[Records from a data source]
::::::::::

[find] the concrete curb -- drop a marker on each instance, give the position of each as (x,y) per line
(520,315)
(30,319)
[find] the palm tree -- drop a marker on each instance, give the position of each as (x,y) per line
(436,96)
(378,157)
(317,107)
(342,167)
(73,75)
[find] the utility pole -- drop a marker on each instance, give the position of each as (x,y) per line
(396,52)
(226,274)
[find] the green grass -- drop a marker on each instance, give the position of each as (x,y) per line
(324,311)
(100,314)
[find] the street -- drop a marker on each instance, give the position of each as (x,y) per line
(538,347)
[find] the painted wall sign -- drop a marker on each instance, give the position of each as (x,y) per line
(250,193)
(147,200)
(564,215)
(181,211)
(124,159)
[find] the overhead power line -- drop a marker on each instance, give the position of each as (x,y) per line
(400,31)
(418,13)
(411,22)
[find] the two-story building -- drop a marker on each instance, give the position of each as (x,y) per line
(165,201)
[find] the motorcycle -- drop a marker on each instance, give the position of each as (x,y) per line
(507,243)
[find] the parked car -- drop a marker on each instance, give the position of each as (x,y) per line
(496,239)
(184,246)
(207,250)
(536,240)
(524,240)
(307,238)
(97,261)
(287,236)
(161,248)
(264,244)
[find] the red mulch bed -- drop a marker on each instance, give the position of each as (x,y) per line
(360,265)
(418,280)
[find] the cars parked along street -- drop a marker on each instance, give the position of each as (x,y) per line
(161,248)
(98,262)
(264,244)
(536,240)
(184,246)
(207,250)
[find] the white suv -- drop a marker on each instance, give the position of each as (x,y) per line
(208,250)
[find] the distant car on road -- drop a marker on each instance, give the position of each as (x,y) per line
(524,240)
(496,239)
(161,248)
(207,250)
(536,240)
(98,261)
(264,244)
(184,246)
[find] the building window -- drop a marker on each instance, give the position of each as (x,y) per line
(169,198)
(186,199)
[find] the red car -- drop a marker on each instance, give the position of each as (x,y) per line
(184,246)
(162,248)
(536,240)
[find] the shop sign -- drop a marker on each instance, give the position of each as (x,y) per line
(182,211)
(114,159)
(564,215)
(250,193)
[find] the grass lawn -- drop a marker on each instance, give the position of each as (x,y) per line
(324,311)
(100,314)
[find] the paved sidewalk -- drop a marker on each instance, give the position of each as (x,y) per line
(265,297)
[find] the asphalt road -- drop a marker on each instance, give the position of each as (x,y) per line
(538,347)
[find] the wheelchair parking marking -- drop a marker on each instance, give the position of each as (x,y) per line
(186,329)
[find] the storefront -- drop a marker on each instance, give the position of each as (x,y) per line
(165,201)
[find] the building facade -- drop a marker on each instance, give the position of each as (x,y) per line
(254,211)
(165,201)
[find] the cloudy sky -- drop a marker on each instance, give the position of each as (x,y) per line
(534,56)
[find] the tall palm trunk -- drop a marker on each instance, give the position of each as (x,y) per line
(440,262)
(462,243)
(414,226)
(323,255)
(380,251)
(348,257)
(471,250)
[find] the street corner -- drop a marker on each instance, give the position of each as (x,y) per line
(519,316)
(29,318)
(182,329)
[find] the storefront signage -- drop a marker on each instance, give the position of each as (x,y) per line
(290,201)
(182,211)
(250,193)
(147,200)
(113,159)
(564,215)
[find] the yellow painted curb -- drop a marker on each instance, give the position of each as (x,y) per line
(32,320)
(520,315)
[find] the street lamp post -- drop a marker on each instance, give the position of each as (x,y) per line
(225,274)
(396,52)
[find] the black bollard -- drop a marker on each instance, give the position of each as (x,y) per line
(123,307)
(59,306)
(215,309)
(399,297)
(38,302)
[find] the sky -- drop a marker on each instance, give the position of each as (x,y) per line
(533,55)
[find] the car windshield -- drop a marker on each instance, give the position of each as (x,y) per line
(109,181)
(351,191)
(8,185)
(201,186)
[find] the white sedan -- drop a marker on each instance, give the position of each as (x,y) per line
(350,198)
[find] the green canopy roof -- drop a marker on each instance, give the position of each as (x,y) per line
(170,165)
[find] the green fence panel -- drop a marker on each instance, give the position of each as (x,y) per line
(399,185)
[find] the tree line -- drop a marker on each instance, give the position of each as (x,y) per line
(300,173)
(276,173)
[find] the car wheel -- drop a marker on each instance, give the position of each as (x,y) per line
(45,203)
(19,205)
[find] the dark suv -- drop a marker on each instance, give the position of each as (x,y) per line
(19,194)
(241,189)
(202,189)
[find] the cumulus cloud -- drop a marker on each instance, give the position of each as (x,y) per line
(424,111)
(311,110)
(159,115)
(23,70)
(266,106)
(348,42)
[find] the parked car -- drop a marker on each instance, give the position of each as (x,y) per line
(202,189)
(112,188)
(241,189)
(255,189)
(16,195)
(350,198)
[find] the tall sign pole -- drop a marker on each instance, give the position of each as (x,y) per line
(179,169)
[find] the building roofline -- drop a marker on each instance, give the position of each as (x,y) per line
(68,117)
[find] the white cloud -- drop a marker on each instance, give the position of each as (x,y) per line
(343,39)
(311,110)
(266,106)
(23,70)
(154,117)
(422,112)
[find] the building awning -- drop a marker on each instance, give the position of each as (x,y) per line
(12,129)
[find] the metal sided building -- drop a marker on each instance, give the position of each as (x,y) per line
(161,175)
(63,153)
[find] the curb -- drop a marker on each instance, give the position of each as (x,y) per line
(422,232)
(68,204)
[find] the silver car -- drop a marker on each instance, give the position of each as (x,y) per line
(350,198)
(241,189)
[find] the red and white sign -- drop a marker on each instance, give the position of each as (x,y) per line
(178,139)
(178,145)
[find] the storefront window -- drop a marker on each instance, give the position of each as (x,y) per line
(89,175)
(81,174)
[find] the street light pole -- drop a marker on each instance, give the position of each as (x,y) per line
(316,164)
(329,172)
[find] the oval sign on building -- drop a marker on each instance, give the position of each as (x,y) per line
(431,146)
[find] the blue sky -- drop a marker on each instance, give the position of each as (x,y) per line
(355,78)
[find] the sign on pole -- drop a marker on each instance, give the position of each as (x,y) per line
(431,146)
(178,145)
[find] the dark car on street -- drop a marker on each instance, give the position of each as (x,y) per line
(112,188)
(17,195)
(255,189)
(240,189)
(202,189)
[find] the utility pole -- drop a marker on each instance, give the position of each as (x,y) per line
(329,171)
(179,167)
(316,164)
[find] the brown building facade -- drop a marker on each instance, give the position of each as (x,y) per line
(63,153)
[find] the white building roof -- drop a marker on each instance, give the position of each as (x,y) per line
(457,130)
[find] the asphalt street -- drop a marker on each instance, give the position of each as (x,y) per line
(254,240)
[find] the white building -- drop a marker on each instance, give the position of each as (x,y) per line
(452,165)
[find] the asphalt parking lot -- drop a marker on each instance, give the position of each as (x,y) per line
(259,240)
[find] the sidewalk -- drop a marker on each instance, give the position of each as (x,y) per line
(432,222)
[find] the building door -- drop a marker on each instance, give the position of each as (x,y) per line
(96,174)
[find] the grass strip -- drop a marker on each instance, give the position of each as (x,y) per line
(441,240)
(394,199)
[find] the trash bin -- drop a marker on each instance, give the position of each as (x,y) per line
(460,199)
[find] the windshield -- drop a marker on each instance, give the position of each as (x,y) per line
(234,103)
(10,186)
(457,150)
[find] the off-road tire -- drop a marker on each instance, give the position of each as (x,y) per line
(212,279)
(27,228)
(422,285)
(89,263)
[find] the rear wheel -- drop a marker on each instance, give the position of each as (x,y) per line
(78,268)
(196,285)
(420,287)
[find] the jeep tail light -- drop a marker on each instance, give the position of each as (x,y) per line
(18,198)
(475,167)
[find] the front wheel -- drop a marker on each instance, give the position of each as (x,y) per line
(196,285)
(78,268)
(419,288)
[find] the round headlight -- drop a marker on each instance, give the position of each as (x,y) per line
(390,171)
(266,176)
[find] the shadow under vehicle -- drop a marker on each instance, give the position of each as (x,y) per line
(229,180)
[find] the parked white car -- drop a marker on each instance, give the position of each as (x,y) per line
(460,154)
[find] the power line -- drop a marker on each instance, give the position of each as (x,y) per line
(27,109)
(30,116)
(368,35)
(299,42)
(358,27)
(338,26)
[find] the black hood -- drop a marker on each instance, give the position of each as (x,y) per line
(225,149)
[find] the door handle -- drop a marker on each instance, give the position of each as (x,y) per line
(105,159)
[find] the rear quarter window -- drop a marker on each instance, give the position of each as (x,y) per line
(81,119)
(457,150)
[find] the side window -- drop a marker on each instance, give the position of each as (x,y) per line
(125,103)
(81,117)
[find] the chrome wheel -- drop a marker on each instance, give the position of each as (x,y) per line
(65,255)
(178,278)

::::::::::

Can you write out everything from the line containing "[find] the parked white" down to the end of the records again, replacing "black hood" with "dark hood" and leaving all else unchanged?

[find] the parked white car -- drop a marker on each instance, give the position of each as (x,y) per line
(460,154)
[find] the power line -- drop a marker on each instance, give the position of each as (x,y) per line
(27,109)
(30,116)
(368,35)
(299,42)
(358,27)
(338,26)
[find] the dark hood -- drop a marker on each instance, give the position of each as (x,y) per line
(225,149)
[find] the door handle -- drop a marker on each instance, give the position of each as (x,y) per line
(105,159)
[find] the rear quarter window -- drop a marker on each instance, give the position of each as (x,y) per line
(81,119)
(457,150)
[find] the side window -- drop a marker on each instance, give the position of each as (x,y) per line
(125,103)
(81,117)
[find] the chrome wheel -- drop a marker on each instance, give the position of each as (x,y) per line
(65,255)
(178,278)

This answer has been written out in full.